Cita del texto sobre el Huerto de Calixto y Melibea el fragmento que comienza en las palabras «Desde que aparece» y acaba después de «para la posteridad.».

__Texto__.
- - - -
Desde que aparece en todas las listas de sitios imprescindibles para visitar en Salamanca, el Huerto de Calixto y Melibea es, sobre todo, un lugar para hacerse fotos. Hacía tiempo que no volvía con cierta calma y me alegró comprobar que el pretil más al fondo, hacia la derecha, sigue siendo el lugar en el que echan plumas y aprenden a volar las frases que, pese al borrado periódico con cal y pintura, los jóvenes dejan para la posteridad.

Tiene su poética, seguir sintiendo que lo que se escribe en una pared (que no se debe) cobra una fuerza especial para cruzar el tiempo, aunque al mes siguiente un sufrido operario le vuelva a echar una capa blanca encima y sean los sueños de otros los que ocupen el mismo lugar. «Julia, lo más bonito de Salamanca eres tú», asegura en rojo y con muchas exclamaciones R, que, a sabiendas o no, trae al siglo XXI lo que nos gusta suponer que en ese mismo huerto dijo el propio Calixto: «En esto veo, Melibea, la grandeza de Dios».
- - - -
__Datos proporcionados__.
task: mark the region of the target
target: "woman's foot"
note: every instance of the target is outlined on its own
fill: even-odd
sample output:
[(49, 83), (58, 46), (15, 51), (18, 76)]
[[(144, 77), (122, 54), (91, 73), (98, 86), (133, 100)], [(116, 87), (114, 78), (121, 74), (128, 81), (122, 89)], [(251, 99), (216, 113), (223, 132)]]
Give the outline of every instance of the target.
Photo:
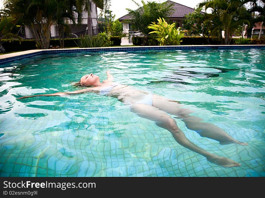
[(207, 159), (210, 162), (223, 167), (239, 166), (241, 165), (230, 159), (217, 156), (213, 157), (207, 158)]
[(232, 143), (237, 144), (240, 145), (242, 145), (243, 146), (246, 146), (247, 145), (248, 145), (248, 144), (247, 143), (239, 142), (234, 139), (228, 141), (220, 142), (220, 144), (229, 144)]

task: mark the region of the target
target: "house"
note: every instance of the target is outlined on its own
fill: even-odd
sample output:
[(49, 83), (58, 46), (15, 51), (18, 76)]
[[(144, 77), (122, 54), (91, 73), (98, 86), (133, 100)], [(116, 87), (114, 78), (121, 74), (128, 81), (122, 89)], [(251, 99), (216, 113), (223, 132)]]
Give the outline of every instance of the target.
[[(190, 13), (193, 12), (195, 11), (193, 8), (171, 1), (167, 1), (166, 2), (166, 3), (168, 5), (173, 4), (172, 7), (172, 12), (168, 17), (172, 23), (176, 23), (176, 26), (178, 27), (182, 27), (183, 26), (183, 20), (184, 19), (185, 15)], [(139, 9), (141, 9), (141, 8)], [(131, 17), (129, 14), (127, 14), (118, 19), (123, 24), (123, 33), (128, 33), (129, 31), (132, 30), (130, 24), (123, 22), (124, 20), (129, 19)]]
[[(98, 33), (98, 11), (96, 4), (90, 0), (90, 13), (92, 20), (92, 26), (93, 33), (97, 34)], [(77, 14), (75, 13), (75, 14), (77, 18)], [(85, 10), (83, 13), (83, 19), (81, 24), (76, 26), (73, 24), (70, 20), (68, 20), (68, 25), (71, 30), (71, 34), (74, 37), (79, 37), (81, 34), (86, 33), (87, 28), (87, 11)], [(77, 21), (76, 21), (77, 23)], [(29, 29), (25, 27), (25, 32), (26, 38), (32, 39), (33, 38), (32, 34)], [(51, 37), (52, 38), (58, 38), (58, 25), (56, 24), (51, 26)]]
[(259, 22), (254, 24), (253, 26), (252, 32), (252, 38), (253, 39), (257, 39), (259, 37), (260, 28), (261, 28), (261, 37), (265, 37), (265, 27), (264, 23), (261, 27), (261, 22)]

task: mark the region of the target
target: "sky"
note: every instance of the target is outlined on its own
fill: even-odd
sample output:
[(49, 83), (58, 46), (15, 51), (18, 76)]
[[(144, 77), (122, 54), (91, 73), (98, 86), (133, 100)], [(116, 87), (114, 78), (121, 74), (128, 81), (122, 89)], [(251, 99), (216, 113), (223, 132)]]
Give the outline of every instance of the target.
[[(162, 3), (167, 0), (148, 0), (148, 1)], [(197, 5), (203, 1), (203, 0), (171, 0), (172, 1), (194, 8)], [(4, 0), (0, 0), (0, 7), (3, 6)], [(135, 10), (138, 7), (132, 0), (111, 0), (111, 6), (110, 9), (112, 11), (112, 14), (116, 16), (115, 19), (118, 19), (128, 13), (126, 8)], [(142, 5), (141, 0), (135, 0), (135, 1), (140, 5)], [(147, 0), (145, 0), (147, 2)]]

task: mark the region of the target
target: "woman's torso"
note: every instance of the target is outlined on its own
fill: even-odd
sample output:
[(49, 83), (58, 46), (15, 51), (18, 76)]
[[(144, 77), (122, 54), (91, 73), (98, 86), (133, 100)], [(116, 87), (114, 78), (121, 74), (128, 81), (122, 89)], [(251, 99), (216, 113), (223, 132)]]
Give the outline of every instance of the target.
[[(93, 90), (93, 92), (99, 93), (101, 95), (116, 98), (126, 104), (133, 104), (139, 101), (150, 99), (149, 98), (147, 99), (147, 98), (150, 98), (151, 96), (150, 93), (147, 92), (114, 82), (104, 83), (101, 86), (94, 87), (89, 89)], [(144, 102), (149, 103), (148, 102)]]

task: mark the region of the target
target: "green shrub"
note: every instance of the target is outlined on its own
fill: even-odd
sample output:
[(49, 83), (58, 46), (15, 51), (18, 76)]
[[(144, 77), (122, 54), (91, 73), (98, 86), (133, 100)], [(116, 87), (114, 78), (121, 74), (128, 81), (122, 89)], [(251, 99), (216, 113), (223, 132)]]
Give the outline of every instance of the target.
[(175, 27), (175, 23), (168, 24), (164, 18), (159, 17), (157, 19), (157, 24), (152, 22), (148, 26), (154, 31), (149, 32), (149, 34), (156, 33), (157, 34), (156, 39), (159, 42), (161, 46), (177, 46), (182, 42), (181, 39), (184, 36), (184, 34), (181, 33), (179, 28)]
[[(76, 42), (79, 39), (79, 38), (64, 39), (64, 47), (77, 47)], [(60, 41), (58, 39), (51, 39), (50, 40), (50, 46), (60, 46)]]
[(33, 39), (23, 40), (20, 44), (18, 40), (13, 41), (10, 39), (3, 39), (1, 40), (2, 45), (5, 50), (6, 52), (24, 51), (30, 49), (36, 49), (37, 47), (35, 41)]
[[(220, 45), (220, 42), (217, 38), (210, 37), (209, 41), (211, 45)], [(184, 36), (182, 38), (182, 45), (208, 45), (206, 39), (201, 36)]]
[(251, 39), (250, 41), (251, 45), (265, 45), (265, 38), (260, 39)]
[(97, 35), (91, 37), (87, 34), (81, 36), (76, 44), (80, 48), (100, 47), (103, 46), (105, 42), (102, 36)]
[(233, 41), (234, 44), (235, 45), (249, 45), (250, 44), (251, 39), (245, 39), (240, 37), (238, 39), (235, 39)]
[(121, 38), (117, 36), (111, 36), (111, 41), (113, 42), (112, 45), (120, 46), (121, 42)]

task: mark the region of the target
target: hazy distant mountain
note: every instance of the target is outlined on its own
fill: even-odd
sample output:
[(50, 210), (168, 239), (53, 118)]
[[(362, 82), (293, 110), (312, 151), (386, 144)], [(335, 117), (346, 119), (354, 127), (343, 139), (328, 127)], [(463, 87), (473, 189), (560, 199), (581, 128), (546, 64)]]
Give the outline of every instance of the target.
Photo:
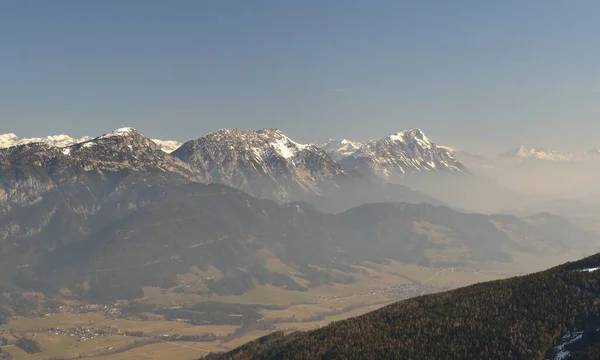
[(507, 158), (522, 158), (536, 159), (548, 161), (575, 161), (576, 157), (573, 154), (563, 154), (554, 150), (526, 148), (521, 145), (514, 150), (507, 151), (502, 154), (502, 157)]
[(591, 150), (588, 150), (588, 151), (585, 152), (585, 155), (586, 156), (593, 156), (593, 157), (600, 156), (600, 149), (591, 149)]
[[(31, 143), (44, 143), (55, 147), (65, 147), (76, 143), (91, 140), (91, 136), (84, 136), (81, 138), (73, 138), (68, 135), (51, 135), (46, 137), (37, 138), (20, 138), (15, 134), (0, 134), (0, 149), (9, 148), (17, 145), (31, 144)], [(152, 139), (161, 150), (170, 153), (175, 151), (181, 146), (181, 143), (174, 140), (159, 140)]]
[(363, 144), (346, 139), (329, 139), (321, 145), (334, 160), (338, 161), (356, 152)]
[[(210, 292), (243, 293), (270, 281), (301, 289), (259, 259), (269, 254), (296, 269), (308, 286), (320, 286), (352, 281), (351, 265), (366, 260), (468, 267), (511, 261), (515, 251), (561, 253), (597, 241), (561, 218), (484, 216), (407, 203), (366, 204), (333, 215), (201, 184), (269, 171), (273, 181), (300, 186), (347, 174), (324, 150), (286, 140), (280, 131), (231, 135), (222, 131), (184, 145), (189, 163), (132, 128), (62, 148), (32, 143), (0, 150), (0, 287), (132, 298), (142, 286), (170, 287), (193, 266), (213, 266), (222, 278), (208, 285)], [(215, 168), (194, 166), (204, 161)], [(334, 182), (339, 188), (323, 184), (322, 207), (428, 199), (360, 176)]]
[(279, 202), (307, 201), (326, 211), (377, 201), (442, 204), (404, 186), (374, 182), (279, 129), (222, 129), (186, 142), (173, 155), (210, 182)]
[(361, 146), (343, 166), (384, 180), (420, 172), (465, 173), (466, 167), (419, 129), (401, 131)]

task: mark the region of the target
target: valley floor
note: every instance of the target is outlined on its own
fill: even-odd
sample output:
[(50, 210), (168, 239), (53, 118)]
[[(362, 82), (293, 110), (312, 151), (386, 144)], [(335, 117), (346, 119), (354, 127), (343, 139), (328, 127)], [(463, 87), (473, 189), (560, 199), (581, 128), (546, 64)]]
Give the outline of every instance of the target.
[[(146, 289), (140, 301), (160, 305), (194, 304), (218, 301), (235, 304), (277, 305), (262, 310), (256, 326), (207, 324), (192, 325), (184, 321), (166, 321), (147, 317), (107, 319), (104, 312), (87, 314), (57, 313), (37, 318), (18, 318), (0, 327), (0, 339), (14, 343), (19, 338), (34, 339), (41, 352), (28, 354), (16, 345), (4, 346), (15, 360), (25, 359), (119, 359), (153, 360), (197, 359), (209, 352), (234, 349), (257, 337), (277, 330), (310, 330), (332, 321), (358, 316), (386, 304), (419, 296), (495, 280), (528, 272), (548, 264), (532, 264), (521, 259), (523, 266), (512, 266), (496, 272), (433, 269), (397, 262), (366, 264), (353, 284), (324, 286), (306, 292), (286, 291), (270, 285), (257, 286), (241, 296), (202, 297), (196, 293), (176, 294), (166, 289)], [(558, 263), (558, 259), (548, 261)], [(514, 265), (514, 264), (513, 264)], [(549, 266), (549, 265), (548, 265)], [(235, 316), (235, 314), (232, 314)], [(108, 333), (98, 329), (111, 329)], [(142, 333), (135, 334), (135, 332)], [(133, 334), (133, 335), (132, 335)], [(169, 335), (214, 334), (206, 341), (169, 341)], [(134, 336), (135, 335), (135, 336)]]

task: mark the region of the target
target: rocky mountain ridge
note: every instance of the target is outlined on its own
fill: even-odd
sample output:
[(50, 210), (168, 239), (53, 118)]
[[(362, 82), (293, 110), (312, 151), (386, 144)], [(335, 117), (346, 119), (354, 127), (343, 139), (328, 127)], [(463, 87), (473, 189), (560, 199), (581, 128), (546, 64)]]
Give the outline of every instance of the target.
[[(91, 136), (73, 138), (69, 135), (49, 135), (45, 137), (21, 138), (14, 133), (8, 133), (0, 134), (0, 149), (6, 149), (13, 146), (31, 143), (44, 143), (53, 147), (66, 147), (69, 145), (85, 142), (91, 139)], [(152, 139), (152, 141), (156, 143), (158, 147), (166, 153), (171, 153), (181, 146), (181, 143), (175, 140)]]

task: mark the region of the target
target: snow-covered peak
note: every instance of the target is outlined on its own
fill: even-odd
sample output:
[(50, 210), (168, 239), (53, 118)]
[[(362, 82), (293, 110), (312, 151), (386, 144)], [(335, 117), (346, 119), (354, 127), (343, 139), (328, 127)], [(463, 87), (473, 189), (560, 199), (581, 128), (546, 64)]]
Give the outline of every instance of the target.
[(173, 151), (179, 149), (183, 143), (176, 140), (160, 140), (160, 139), (152, 139), (158, 147), (166, 152), (167, 154), (172, 153)]
[(258, 158), (280, 156), (284, 159), (290, 159), (310, 146), (297, 143), (287, 137), (280, 129), (273, 128), (259, 130), (221, 129), (208, 133), (197, 141), (221, 143), (223, 150), (251, 151)]
[(55, 147), (69, 146), (78, 142), (91, 139), (89, 136), (73, 138), (68, 135), (50, 135), (46, 137), (20, 138), (13, 133), (0, 135), (0, 149), (30, 143), (44, 143)]
[(339, 160), (352, 155), (356, 150), (360, 149), (362, 145), (363, 144), (357, 141), (329, 139), (322, 144), (321, 147), (334, 159)]
[(563, 154), (555, 150), (527, 148), (524, 145), (518, 148), (507, 151), (502, 154), (503, 157), (513, 157), (522, 159), (537, 159), (537, 160), (548, 160), (548, 161), (574, 161), (575, 156), (572, 154)]
[(102, 136), (99, 136), (98, 139), (116, 137), (116, 136), (131, 136), (131, 135), (135, 135), (135, 134), (139, 134), (139, 132), (136, 129), (134, 129), (132, 127), (122, 127), (122, 128), (113, 130), (109, 133), (103, 134)]
[(318, 193), (345, 170), (320, 147), (301, 144), (279, 129), (221, 129), (188, 141), (173, 155), (207, 174), (209, 181), (255, 196), (289, 201)]
[(350, 169), (384, 179), (422, 171), (466, 172), (448, 148), (438, 147), (420, 129), (370, 141), (340, 162)]

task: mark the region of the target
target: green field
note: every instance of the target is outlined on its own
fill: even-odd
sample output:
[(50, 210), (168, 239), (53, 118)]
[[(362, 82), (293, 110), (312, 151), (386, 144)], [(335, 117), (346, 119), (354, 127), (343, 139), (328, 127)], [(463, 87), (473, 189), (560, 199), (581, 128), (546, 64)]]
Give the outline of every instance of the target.
[[(437, 231), (438, 229), (426, 229)], [(284, 265), (271, 261), (269, 267), (278, 270), (290, 270)], [(172, 289), (149, 287), (145, 296), (140, 299), (156, 305), (174, 306), (178, 304), (194, 304), (203, 301), (219, 301), (235, 304), (269, 304), (283, 306), (282, 309), (263, 310), (265, 322), (278, 330), (309, 330), (328, 324), (331, 321), (358, 316), (377, 309), (402, 297), (392, 295), (388, 289), (402, 285), (416, 288), (424, 285), (437, 289), (465, 286), (481, 281), (494, 280), (502, 275), (459, 271), (454, 269), (431, 269), (416, 265), (405, 265), (395, 261), (388, 264), (367, 263), (357, 266), (354, 274), (356, 282), (352, 284), (336, 284), (309, 289), (305, 292), (288, 291), (271, 285), (256, 285), (256, 288), (240, 296), (203, 297), (185, 290), (176, 294)], [(190, 281), (199, 275), (217, 275), (214, 270), (201, 274), (186, 274), (182, 278)], [(418, 295), (418, 293), (416, 294)], [(415, 294), (411, 295), (415, 296)], [(319, 320), (308, 321), (320, 315)], [(247, 341), (265, 335), (272, 330), (250, 330), (237, 338), (223, 338), (211, 342), (165, 342), (149, 343), (134, 347), (118, 354), (109, 354), (136, 341), (149, 341), (144, 338), (129, 336), (98, 336), (86, 341), (77, 341), (69, 335), (38, 333), (39, 328), (68, 329), (81, 327), (114, 327), (120, 332), (141, 331), (148, 336), (163, 335), (202, 335), (214, 333), (225, 337), (233, 334), (238, 326), (231, 325), (192, 325), (179, 321), (165, 321), (160, 315), (153, 315), (153, 320), (136, 318), (106, 320), (102, 312), (89, 314), (55, 314), (38, 318), (19, 318), (0, 327), (0, 334), (9, 336), (13, 331), (16, 336), (33, 337), (42, 348), (42, 352), (30, 355), (14, 345), (5, 347), (14, 359), (47, 359), (52, 356), (78, 357), (90, 359), (121, 360), (154, 360), (165, 357), (177, 359), (197, 359), (209, 351), (225, 351), (235, 348)], [(156, 340), (154, 340), (156, 341)]]

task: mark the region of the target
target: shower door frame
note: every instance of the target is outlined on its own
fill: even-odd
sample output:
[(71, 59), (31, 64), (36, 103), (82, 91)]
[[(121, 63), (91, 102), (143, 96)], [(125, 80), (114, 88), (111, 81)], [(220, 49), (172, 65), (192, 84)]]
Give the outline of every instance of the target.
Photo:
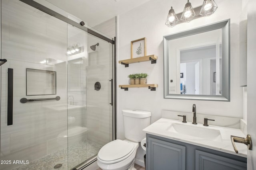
- - - -
__Solución__.
Desde que aparece en todas las listas de sitios imprescindibles para visitar en Salamanca, el Huerto de Calixto y Melibea es, sobre todo, un lugar para hacerse fotos. Hacía tiempo que no volvía con cierta calma y me alegró comprobar que el pretil más al fondo, hacia la derecha, sigue siendo el lugar en el que echan plumas y aprenden a volar las frases que, pese al borrado periódico con cal y pintura, los jóvenes dejan para la posteridad.